• GOAL: Copy the listing below word for word, and leave the pictures out of your copy.

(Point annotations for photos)
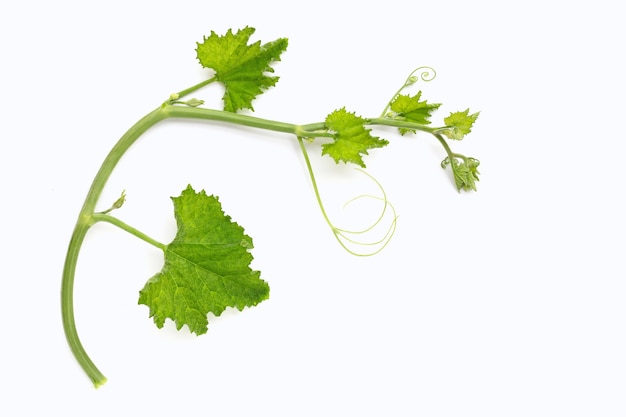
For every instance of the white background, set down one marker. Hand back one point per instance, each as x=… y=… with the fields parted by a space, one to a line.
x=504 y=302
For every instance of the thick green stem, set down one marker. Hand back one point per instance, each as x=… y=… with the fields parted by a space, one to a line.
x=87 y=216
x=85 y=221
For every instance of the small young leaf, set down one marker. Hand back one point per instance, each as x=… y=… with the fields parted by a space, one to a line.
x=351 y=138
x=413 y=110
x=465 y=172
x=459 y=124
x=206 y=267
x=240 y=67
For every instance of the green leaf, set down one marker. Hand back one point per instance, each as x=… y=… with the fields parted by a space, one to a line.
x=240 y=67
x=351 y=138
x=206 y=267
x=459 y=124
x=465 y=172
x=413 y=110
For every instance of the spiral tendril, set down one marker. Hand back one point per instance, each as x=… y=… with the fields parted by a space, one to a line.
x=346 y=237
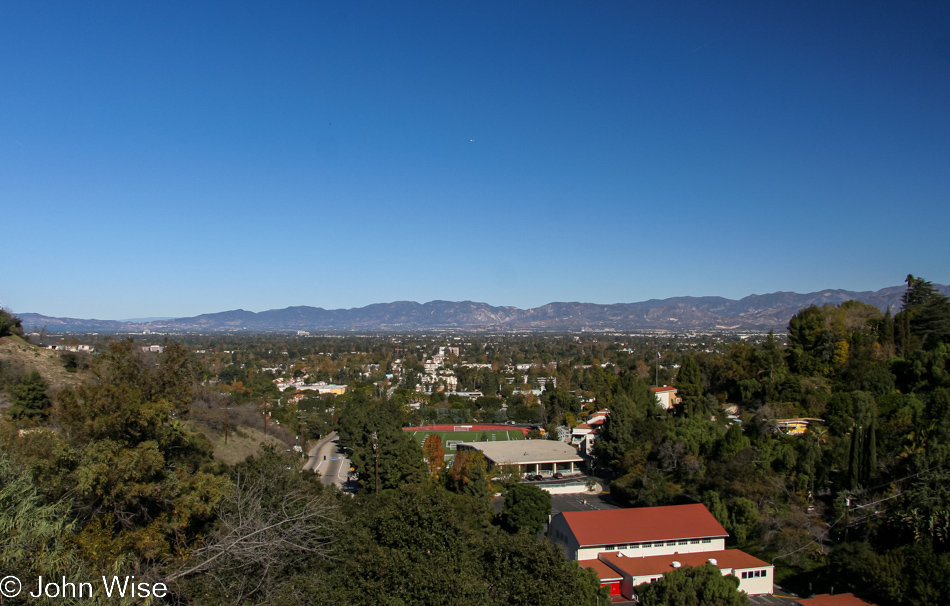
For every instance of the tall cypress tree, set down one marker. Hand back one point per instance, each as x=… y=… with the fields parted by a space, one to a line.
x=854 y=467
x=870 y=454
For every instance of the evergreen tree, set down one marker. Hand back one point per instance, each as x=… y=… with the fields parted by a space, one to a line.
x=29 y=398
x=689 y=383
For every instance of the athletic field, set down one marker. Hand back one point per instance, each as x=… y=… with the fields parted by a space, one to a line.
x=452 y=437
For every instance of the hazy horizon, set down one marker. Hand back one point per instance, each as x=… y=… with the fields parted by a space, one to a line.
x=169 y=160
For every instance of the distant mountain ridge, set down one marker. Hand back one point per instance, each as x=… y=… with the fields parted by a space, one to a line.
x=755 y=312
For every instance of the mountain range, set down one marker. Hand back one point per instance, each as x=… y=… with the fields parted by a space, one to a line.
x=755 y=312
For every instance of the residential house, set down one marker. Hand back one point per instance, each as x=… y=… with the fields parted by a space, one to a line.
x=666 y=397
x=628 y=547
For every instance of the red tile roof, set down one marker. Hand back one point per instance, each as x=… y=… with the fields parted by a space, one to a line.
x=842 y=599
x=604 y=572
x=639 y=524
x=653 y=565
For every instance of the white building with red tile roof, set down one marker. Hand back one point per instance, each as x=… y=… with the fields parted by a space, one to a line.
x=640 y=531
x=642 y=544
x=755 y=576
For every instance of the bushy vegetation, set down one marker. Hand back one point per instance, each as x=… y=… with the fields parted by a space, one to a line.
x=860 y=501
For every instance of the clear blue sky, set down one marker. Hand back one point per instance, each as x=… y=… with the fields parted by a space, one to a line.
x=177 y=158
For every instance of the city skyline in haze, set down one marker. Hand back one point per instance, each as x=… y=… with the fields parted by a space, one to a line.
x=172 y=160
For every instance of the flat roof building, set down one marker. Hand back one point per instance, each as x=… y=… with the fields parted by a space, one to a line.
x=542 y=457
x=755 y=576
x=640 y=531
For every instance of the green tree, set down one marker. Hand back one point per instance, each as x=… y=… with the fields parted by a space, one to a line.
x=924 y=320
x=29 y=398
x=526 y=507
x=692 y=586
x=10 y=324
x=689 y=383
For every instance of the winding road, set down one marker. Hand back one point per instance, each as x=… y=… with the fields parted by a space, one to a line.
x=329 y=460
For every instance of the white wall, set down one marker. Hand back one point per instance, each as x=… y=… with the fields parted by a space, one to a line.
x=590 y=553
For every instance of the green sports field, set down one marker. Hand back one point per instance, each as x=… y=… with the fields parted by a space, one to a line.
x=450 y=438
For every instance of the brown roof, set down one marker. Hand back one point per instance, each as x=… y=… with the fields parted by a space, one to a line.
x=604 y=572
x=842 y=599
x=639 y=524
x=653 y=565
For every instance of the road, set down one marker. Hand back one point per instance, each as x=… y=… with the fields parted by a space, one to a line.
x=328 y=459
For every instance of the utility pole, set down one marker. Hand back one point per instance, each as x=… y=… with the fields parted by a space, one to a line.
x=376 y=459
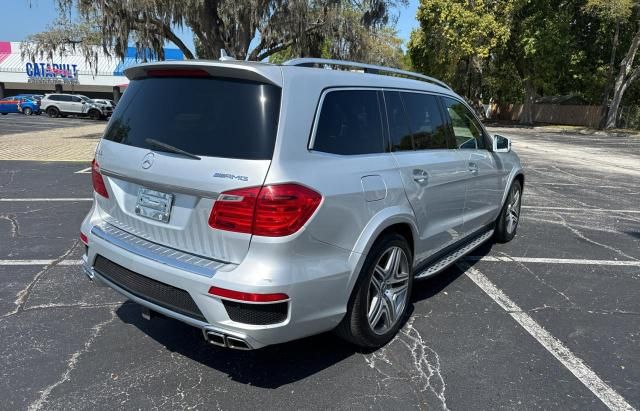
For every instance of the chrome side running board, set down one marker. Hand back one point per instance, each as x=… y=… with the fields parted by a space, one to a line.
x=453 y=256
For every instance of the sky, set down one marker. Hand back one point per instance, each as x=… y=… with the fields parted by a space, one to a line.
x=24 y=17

• EXERCISE SOLUTION:
For every instance of the white background, set down one marker. Hand back one point per instance, each as x=… y=… with the fields parted by a space, one to a line.
x=504 y=302
For every instance of the thick green stem, set down one marker. Hand back one point per instance, each as x=… y=… with the fields parted by a space, one to a line.
x=87 y=216
x=85 y=221
For every instance of the small young leaf, set down one marker. Hand back one point per instance, each as x=… y=… with the fields parted by a space, one to a line.
x=351 y=138
x=413 y=110
x=465 y=172
x=459 y=124
x=206 y=267
x=240 y=67
For every instance of the green leaf, set down one marker. Hand back one point per instance, each as x=… y=… with the fields parted by a space, one to a line.
x=240 y=67
x=351 y=138
x=206 y=267
x=459 y=124
x=465 y=172
x=413 y=110
For every instance of the spiral tendril, set down one marker. Hand back one point per instance, each as x=… y=… with the fields parted by a space, one to a line.
x=346 y=237
For every instance of the tall cypress tree, set down one marker. Hand back one point per instance, each as x=… y=… with the fields parted by a space, one to a line.
x=854 y=467
x=870 y=454
For every instance of the evergreen tree, set down one marker. Hand back one point per instance, each as x=… y=… with the fields parted by a space, one to a line.
x=29 y=398
x=689 y=383
For every instance of the athletic field, set down one marker. Hand back one point per instance, each as x=… y=… with the fields parted by a space, one to a line.
x=452 y=437
For every instance of the hazy horizon, set down one marker. Hand back one point per instance, each as x=… y=… with the fields parted by a space, one to a line.
x=169 y=160
For every instance of the distant mountain ridge, set down one marker. Hand back one point per instance, each as x=… y=… with the fields parted by a space, one to a line.
x=755 y=312
For every instance of the mountain range, set down one marker. Hand back one point per instance, each as x=… y=… with the fields parted by a space, one to a line.
x=755 y=312
For every instance of the residential house, set down one marker. Hand back one point per instance, each as x=… y=… with the fields parted by a space, one to a line.
x=666 y=397
x=628 y=547
For every instance of the red tile roof, set down one marker. Hand back one point per instance, each as x=… y=… with the fields parted by a space, one to a line.
x=842 y=599
x=604 y=572
x=639 y=524
x=653 y=565
For every instance of the white building with red tile roof, set down one marker. Hand back one point per instance, each as x=… y=… with the fields parted by a space, one to a line.
x=640 y=531
x=642 y=544
x=755 y=576
For every instance of the bushy vegetation, set down one marker. Hand back one point per instance, each as x=… y=… with the fields parted by a space, one to a line.
x=860 y=501
For every instance of the clear blue sky, set down one marker. Hand back one point per instance, each as x=… y=… with the fields parted by a space, one to a line.
x=177 y=158
For every instance of the city skyline in haze, set down one marker. Hand back one point per instance, each as x=… y=… with the fields parted by a space, one to a line.
x=172 y=160
For every instance of the flat roof building, set down one marker. Hand back one point per instance, each as x=… y=… with the fields parted by a space, one to a line.
x=542 y=457
x=755 y=576
x=640 y=531
For every instance of the green tree, set down one marker. Hand back one point per instance, each as x=… y=… with the fields parted by a space, one to a line.
x=924 y=320
x=29 y=398
x=526 y=507
x=692 y=586
x=10 y=324
x=689 y=383
For every instance of the winding road, set down one marker. Hand back one point per instance, each as x=… y=… with the fields parted by a space, one to a line.
x=329 y=460
For every instance of the white wall, set down one marker. Hand back one point per instance, each as x=… y=… with the fields parted by a space, one to a line.
x=590 y=553
For every instance of the green sports field, set down one marker. Hand back one point per instance, each as x=… y=… with the fields parted by a space, one to a line.
x=450 y=438
For every instance of the brown roof, set down one marker. Hand back one point per instance, each as x=… y=… with the fields parted by a space, one to a line.
x=604 y=572
x=842 y=599
x=639 y=524
x=653 y=565
For every instance of the road, set down one marker. Hand back one point per instance, each as x=… y=… with the fields parted by a space, one to a line.
x=328 y=459
For every instance of the utility pole, set down one marker. Hand back one point per instance, each as x=… y=… with the fields parted by a space, one to a line.
x=376 y=459
For every instance of the chrome side running board, set down one marker. Hand back one point per instance, each as x=… y=… with the fields parted by a space, one to a line.
x=453 y=256
For every instance of the sky, set down one marker. Hand back one point per instance, each as x=… y=… with the fields parted by a space, one to a line.
x=24 y=17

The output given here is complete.